Extrait du texte =
┌────────

Ce mardi, l’Assemblée nationale examine à nouveau une proposition de loi transpartisane portée par le député socialiste de la Mayenne Guillaume Garot. Le texte entend lutter contre les déserts médicaux en régulant l’installation des médecins, comme c’est déjà le cas pour les pharmaciens, les kinés, les infirmières et infirmiers et sages-femmes en libéral, et depuis le début de l’année pour les chirurgiens-dentistes.
Son article 1 prévoit de conditionner l’installation de nouveaux médecins dans les zones déjà sur-dotées : il faudra qu’un médecin parte pour que soit autorisée une installation. L’idée est de pousser les médecins à s’installer dans les zones sous-dotées. L’article 1 a déjà été adopté à l’Assemblée nationale le 2 avril, par 155 voix contre 85 (le RN a voté contre ainsi que la majorité des députés macronistes présents, l’ensemble de la gauche a voté pour), malgré l’avis défavorable du gouvernement. La proposition de loi recueille le soutien de 250 députés de gauche et de droite républicaine.

└────────

Entrées de données =
┌────────

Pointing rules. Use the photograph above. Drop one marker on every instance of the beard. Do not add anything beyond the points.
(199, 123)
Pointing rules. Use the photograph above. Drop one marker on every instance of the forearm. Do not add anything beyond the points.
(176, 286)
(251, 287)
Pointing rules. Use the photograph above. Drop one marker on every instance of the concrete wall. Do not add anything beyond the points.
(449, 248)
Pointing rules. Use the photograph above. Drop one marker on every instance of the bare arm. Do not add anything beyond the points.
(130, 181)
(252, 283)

└────────
┌────────

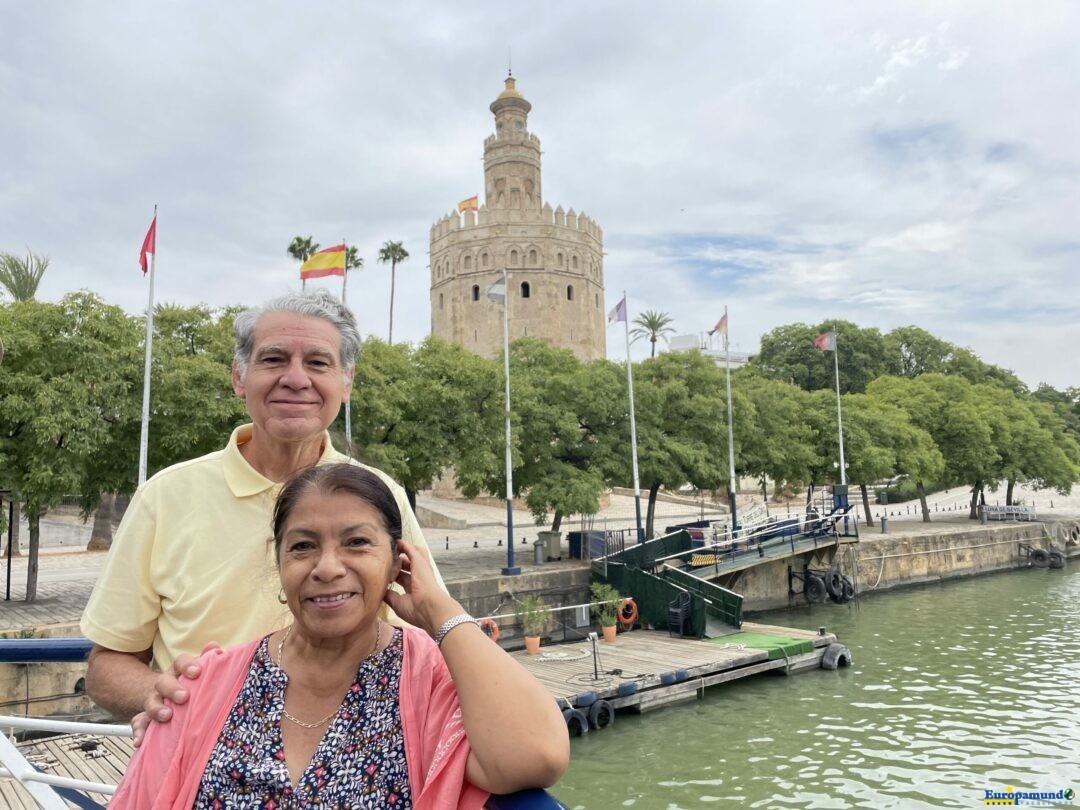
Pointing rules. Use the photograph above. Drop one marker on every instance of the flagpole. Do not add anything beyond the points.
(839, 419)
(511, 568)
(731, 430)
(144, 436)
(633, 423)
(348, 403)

└────────
┌────────

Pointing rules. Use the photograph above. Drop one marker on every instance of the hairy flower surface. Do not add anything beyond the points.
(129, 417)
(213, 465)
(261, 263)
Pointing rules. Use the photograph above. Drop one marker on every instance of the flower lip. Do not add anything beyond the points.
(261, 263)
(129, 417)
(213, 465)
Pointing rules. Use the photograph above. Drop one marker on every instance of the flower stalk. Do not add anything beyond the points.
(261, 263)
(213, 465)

└────────

Tâches à réaliser =
1. Recopiez le passage de l'article sur les déserts médicaux qui commence aux mots « Son article 1 » et s'achève après les mots « de droite républicaine. ».
2. Répondez à ces questions à partir de l'article sur les déserts médicaux :
(a) Quel député porte la proposition de loi ?
(b) Par combien de voix l'article 1 a-t-il été adopté le 2 avril ?
(c) Combien de députés soutiennent la proposition de loi ?
3. Poursuivez l'article sur la régulation de l'installation des médecins après sa dernière phrase.
Les entrées proviennent d'une source distincte de l'article.

Réponses par tâche =
1.
Son article 1 prévoit de conditionner l’installation de nouveaux médecins dans les zones déjà sur-dotées : il faudra qu’un médecin parte pour que soit autorisée une installation. L’idée est de pousser les médecins à s’installer dans les zones sous-dotées. L’article 1 a déjà été adopté à l’Assemblée nationale le 2 avril, par 155 voix contre 85 (le RN a voté contre ainsi que la majorité des députés macronistes présents, l’ensemble de la gauche a voté pour), malgré l’avis défavorable du gouvernement. La proposition de loi recueille le soutien de 250 députés de gauche et de droite républicaine.

2.
(a) Le député socialiste de la Mayenne Guillaume Garot.
(b) Par 155 voix contre 85.
(c) 250 députés de gauche et de droite républicaine.

3.
Mais l’idée suscite la colère d’une partie des médecins. Le 29 avril, une manifestation contre la régulation a réuni plusieurs milliers de professionnels dans plusieurs villes. « Qui peut croire que la solution : "Vous manquez de médecins ? On va les contraindre à s’installer et à travailler jour et nuit", ait une quelconque chance d’être efficace ? critique ainsi le principal syndicat de généralistes, MG France. MG France avertit tous les parlementaires qui cherchent légitimement à améliorer l’accès aux soins de nos concitoyens : toute contrainte supplémentaire sur un métier déjà peu attractif va entraîner rapidement une baisse des effectifs. »
D’autres groupes professionnels, minoritaires, ne s’opposent pas aussi catégoriquement à la régulation, comme le groupe d’étudiantes et étudiants en médecine Pour une santé engagée et solidaire. « Nous, étudiantes et étudiants en médecine, appelons à examiner sérieusement cette proposition de loi et la situation qui y a mené », a défendu le collectif dans une tribune. La proposition de loi Garot propose de réguler « l’installation des médecins dans les zones les plus dotées », soit « 9 à 13 % du territoire selon les spécialités , souligne ce collectif. Il sera donc toujours possible de s’installer dans une zone fortement dotée au départ d’un e autre professionnel le et près de 90 % du territoire reste sous un régime d’installation libre », ajoute le groupe.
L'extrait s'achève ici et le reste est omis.